* [Zu erledigen]
**A)** Fassen Sie im Auszug zum Provisionsdeckel den Absatz, der mit den Worten „Persönlich kann ich es nicht verstehen“ beginnt, als kurze Stichpunktliste zusammen. Die wesentlichen Fakten sollen erhalten bleiben.
**B)** Führen Sie den Bericht über den Provisionsdeckel in der Lebensversicherung im Anschluss an seinen letzten Satz weiter.

* [Ausgewählter Auszug]
Die deutschen Versicherer und Vermittlerverbände sollten einen Provisionsdeckel in der Lebensversicherung besser akzeptieren. Das ist die „private“ Botschaft, die Frank Grund, Exekutivdirektor der Bundesanstalt für Finanzdienstleistungsaufsicht (Bafin), der Branche auf dem BF21-Kongress „Zukunftsforum Assekuranz“ übermittelte.
„Persönlich kann ich es nicht verstehen, warum die Branche das Provisionssystem nicht über den Provisionsdeckel sichert“, sagte Grund. Vorher hatte sich der Aufseher verwundert darüber gezeigt, dass Branchenexperten bereits Informationen darüber haben, dass eine solche Provisionsbegrenzung für die Lebensversicherung eingeführt wird. Der Bafin lägen solche Informationen noch nicht vor. Die Einführung eines Provisionsdeckels sei allein eine politische Entscheidung. Gleichzeitig machte Grund deutlich, dass Fehlanreize bei der Lebensversicherungsvermittlung durch Provisionen beendet werden müssten. „Das Thema geht nicht weg, auch wenn es die Politik nicht entscheidet“.

* [Gesammelte Daten]

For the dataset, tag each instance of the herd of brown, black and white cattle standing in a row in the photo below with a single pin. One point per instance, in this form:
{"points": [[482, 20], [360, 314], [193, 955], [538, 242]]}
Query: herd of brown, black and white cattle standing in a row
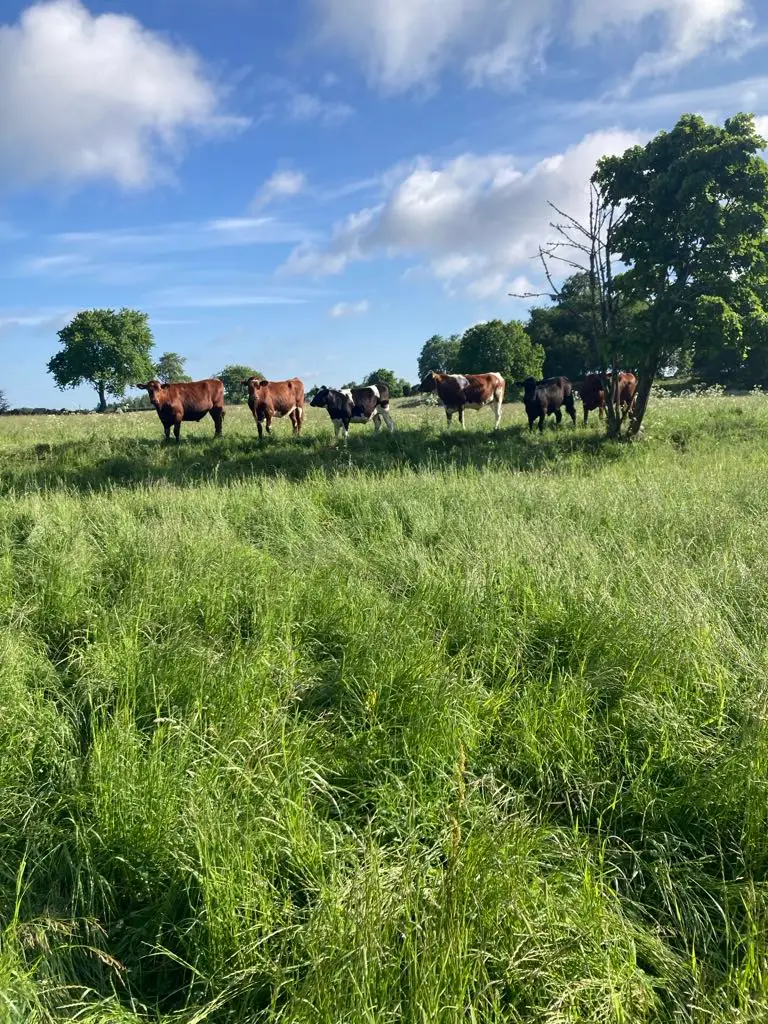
{"points": [[273, 400]]}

* [Antworten je Aufgabe]
**A)**
- Grund versteht persönlich nicht, warum die Branche das Provisionssystem nicht über einen Provisionsdeckel sichert.
- Er zeigte sich verwundert, dass Branchenexperten bereits Informationen über die Einführung einer Provisionsbegrenzung für die Lebensversicherung haben.
- Der Bafin liegen solche Informationen noch nicht vor.
- Die Einführung eines Provisionsdeckels sei allein eine politische Entscheidung.
- Fehlanreize durch Provisionen bei der Vermittlung von Lebensversicherungen müssten beendet werden.
- Das Thema verschwinde nicht, auch wenn die Politik es nicht entscheide.

**B)**
Vor allem Reformen in der Verwaltung
Dass die Provisionen runter müssen, machte auch Johannes-Tobias Lorenz deutlich. Die Branche sollte endlich die „Vertriebskosten angehen“, forderte der Mitarbeiter des Beratungsunternehmens McKinsey. So hätten die Assekuranzen in den vergangenen Jahren vor allem Reformen im Bereich der Verwaltung durchgeführt. Doch die Ausgaben in diesem Bereich seien relativ gering, wenn man sie mit den Vertriebskosten vergleichen würde. So bezifferte Lorenz die Verwaltungsaufwendung der Branche für 2017 mit neun Milliarden Euro, während für den Vertrieb 21 Milliarden Euro ausgegeben wurden. Am Beispiel der Hausratversicherung - in der es nur private Verträge gibt - demonstrierte Lorenz die extremen Unterschiede in der Produktivität bei den Versicherern.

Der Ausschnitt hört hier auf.